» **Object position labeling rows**
★ ★ ★ ★

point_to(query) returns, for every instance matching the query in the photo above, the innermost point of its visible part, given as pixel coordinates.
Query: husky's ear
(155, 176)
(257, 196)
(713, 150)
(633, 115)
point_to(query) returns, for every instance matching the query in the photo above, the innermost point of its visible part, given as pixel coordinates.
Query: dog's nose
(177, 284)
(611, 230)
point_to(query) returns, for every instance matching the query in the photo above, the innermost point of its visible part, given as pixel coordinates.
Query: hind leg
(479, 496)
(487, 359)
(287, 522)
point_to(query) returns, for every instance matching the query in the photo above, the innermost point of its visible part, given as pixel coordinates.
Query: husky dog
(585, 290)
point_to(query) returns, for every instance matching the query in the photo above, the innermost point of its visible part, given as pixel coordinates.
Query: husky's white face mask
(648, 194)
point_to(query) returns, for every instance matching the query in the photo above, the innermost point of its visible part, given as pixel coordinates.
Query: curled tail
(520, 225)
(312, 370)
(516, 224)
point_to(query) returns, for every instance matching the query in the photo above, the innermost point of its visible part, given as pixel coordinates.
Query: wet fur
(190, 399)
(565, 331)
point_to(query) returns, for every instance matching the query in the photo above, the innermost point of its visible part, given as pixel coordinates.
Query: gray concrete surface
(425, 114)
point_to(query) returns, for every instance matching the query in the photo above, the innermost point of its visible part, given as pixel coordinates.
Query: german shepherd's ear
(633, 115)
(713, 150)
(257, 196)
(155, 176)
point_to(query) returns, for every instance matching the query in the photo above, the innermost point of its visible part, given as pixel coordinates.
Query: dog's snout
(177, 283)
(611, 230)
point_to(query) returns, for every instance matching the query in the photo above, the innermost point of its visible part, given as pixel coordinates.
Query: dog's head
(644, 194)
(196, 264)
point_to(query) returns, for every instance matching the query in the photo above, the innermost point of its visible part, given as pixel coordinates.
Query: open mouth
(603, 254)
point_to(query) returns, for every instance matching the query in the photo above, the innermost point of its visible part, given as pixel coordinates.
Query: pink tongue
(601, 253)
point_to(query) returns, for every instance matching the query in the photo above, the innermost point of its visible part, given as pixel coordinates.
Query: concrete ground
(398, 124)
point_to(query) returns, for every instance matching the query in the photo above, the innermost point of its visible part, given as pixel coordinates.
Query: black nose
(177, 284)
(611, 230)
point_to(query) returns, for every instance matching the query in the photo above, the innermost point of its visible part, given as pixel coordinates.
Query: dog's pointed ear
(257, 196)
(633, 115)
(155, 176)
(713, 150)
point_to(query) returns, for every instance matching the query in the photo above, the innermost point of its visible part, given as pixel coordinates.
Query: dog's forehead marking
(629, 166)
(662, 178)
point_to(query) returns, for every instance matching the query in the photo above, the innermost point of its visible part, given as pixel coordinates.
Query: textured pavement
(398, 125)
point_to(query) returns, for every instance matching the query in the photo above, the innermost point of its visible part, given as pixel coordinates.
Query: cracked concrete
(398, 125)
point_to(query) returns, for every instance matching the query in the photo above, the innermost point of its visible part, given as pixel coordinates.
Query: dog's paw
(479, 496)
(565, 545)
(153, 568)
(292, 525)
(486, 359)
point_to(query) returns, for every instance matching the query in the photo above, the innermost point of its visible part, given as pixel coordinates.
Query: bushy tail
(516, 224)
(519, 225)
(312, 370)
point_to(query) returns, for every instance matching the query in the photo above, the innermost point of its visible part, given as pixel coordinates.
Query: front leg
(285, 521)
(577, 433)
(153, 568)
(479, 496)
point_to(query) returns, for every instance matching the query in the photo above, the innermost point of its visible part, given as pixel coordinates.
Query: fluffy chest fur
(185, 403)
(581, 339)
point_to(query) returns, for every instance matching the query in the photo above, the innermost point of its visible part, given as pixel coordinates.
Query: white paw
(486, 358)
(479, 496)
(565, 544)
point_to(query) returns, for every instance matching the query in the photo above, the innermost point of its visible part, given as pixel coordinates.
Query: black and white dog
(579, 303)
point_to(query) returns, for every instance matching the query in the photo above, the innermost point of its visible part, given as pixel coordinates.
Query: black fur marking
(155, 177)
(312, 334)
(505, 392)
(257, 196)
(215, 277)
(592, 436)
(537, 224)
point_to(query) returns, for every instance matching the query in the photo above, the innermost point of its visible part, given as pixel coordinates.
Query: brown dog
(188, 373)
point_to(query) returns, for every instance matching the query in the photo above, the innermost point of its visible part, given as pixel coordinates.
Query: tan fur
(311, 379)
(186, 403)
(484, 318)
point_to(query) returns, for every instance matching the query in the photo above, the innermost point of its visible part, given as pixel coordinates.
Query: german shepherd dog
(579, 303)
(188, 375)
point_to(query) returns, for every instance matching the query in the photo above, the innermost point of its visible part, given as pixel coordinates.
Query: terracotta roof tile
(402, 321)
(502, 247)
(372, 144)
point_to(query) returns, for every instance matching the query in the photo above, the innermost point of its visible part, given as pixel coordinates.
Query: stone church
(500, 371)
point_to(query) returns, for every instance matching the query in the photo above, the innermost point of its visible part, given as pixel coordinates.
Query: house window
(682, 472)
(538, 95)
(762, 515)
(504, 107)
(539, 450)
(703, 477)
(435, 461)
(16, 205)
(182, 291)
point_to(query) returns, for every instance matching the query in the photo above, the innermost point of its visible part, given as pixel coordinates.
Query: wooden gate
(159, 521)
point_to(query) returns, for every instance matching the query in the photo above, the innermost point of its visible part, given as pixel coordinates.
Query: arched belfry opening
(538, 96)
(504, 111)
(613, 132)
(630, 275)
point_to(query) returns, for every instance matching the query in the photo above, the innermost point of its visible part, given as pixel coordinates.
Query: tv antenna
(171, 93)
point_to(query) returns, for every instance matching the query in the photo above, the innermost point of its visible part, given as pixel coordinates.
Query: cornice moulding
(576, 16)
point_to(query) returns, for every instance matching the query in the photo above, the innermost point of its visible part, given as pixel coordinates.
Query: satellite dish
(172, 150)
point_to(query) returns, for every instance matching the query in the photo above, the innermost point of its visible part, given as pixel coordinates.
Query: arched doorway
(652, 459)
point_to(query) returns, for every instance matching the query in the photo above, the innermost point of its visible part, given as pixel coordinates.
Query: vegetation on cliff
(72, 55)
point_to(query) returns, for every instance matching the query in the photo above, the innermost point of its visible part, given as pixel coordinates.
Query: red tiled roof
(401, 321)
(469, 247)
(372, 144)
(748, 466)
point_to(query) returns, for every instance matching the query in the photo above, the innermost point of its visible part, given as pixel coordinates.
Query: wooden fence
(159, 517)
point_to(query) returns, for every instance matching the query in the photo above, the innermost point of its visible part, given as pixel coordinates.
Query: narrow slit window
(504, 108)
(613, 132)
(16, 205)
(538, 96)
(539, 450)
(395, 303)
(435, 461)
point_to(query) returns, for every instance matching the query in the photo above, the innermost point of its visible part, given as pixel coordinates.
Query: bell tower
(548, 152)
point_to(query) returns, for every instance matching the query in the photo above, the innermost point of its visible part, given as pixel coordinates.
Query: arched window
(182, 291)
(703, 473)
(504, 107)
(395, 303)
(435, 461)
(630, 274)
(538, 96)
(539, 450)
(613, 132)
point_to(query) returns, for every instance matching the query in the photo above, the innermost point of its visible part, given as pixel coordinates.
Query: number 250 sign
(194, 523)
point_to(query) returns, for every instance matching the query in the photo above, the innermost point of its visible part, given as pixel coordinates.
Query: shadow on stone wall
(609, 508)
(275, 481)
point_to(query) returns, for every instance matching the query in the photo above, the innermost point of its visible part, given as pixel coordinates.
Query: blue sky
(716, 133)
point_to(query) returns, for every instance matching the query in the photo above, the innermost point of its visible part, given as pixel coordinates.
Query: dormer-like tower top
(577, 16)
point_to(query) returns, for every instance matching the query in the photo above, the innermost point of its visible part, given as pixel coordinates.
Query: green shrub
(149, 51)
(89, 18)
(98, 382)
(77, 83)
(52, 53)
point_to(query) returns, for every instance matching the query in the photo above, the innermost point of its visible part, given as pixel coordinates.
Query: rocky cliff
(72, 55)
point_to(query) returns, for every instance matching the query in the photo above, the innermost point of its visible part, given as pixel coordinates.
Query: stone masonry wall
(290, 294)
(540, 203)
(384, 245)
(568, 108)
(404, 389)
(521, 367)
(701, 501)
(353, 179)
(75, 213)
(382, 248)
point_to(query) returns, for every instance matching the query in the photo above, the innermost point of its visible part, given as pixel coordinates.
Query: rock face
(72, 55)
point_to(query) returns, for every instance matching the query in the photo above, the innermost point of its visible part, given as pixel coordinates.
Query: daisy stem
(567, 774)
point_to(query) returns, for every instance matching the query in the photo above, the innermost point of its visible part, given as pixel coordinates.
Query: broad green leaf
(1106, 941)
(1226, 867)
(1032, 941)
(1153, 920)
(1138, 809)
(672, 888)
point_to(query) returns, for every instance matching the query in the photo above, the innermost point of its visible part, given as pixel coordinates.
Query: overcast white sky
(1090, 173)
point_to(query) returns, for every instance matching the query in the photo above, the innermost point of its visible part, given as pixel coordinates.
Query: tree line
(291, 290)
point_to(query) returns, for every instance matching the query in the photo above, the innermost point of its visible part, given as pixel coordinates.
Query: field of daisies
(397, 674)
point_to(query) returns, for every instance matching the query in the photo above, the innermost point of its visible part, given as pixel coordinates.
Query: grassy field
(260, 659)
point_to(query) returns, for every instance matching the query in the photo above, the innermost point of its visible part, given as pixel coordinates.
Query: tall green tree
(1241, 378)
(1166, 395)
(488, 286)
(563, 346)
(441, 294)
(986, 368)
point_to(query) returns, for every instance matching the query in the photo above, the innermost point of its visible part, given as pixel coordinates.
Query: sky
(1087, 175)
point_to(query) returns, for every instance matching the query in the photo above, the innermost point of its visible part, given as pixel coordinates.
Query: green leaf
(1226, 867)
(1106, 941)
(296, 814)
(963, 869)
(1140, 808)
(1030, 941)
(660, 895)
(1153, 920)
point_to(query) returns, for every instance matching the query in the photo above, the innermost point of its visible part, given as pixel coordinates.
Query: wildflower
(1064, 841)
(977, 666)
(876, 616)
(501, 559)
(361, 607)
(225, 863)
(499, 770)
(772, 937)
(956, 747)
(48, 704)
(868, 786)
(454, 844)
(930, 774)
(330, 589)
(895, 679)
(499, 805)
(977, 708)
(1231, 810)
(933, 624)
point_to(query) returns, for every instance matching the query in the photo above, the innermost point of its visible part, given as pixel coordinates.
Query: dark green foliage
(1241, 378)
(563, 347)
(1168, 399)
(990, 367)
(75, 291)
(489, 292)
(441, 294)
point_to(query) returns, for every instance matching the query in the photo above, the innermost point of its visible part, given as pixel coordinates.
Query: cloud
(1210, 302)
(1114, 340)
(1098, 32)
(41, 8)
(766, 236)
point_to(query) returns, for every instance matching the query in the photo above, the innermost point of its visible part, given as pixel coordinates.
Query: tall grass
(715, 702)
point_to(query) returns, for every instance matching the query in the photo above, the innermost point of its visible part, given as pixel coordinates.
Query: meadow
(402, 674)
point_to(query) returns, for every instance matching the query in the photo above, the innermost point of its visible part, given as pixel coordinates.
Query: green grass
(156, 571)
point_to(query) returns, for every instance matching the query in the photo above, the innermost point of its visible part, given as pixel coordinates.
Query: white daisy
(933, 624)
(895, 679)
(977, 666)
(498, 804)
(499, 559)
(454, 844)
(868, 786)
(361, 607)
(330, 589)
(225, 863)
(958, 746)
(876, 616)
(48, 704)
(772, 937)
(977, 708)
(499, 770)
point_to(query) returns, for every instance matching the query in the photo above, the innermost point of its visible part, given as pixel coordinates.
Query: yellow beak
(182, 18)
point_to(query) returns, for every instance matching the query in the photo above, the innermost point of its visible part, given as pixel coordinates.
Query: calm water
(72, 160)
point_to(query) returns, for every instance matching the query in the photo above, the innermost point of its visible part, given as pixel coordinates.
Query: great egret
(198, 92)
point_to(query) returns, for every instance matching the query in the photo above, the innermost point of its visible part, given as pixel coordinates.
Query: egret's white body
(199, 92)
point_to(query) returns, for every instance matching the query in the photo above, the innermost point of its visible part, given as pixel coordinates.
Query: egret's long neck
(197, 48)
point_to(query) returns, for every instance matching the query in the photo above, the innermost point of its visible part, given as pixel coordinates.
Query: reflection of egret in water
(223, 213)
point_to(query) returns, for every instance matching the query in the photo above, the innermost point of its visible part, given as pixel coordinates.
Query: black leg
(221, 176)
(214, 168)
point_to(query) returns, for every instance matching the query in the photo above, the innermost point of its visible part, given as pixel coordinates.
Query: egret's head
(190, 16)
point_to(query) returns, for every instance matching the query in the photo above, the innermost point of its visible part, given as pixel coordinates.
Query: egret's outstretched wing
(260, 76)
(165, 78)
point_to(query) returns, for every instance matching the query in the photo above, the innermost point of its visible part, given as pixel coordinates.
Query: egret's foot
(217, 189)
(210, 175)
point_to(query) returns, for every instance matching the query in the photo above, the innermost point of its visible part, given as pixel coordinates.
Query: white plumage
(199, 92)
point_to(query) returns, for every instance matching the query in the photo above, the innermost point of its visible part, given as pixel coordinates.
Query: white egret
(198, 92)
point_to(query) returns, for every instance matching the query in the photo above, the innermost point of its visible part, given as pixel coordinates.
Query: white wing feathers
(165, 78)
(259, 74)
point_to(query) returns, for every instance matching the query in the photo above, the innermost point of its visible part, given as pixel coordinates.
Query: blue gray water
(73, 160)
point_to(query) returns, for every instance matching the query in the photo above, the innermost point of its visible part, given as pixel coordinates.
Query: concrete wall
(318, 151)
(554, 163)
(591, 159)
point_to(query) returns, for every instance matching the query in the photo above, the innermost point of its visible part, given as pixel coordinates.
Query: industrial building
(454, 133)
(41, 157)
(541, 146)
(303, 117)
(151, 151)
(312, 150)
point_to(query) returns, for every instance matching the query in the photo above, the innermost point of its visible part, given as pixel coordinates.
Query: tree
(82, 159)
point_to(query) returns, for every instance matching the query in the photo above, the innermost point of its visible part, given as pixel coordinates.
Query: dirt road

★ ★ ★ ★

» **DIRECTIVE**
List every line in the rows above that contains the word "arched", copying each line in full.

» **FINISHED ANSWER**
Query: arched belfry opening
Query: arched doorway
Query: arched window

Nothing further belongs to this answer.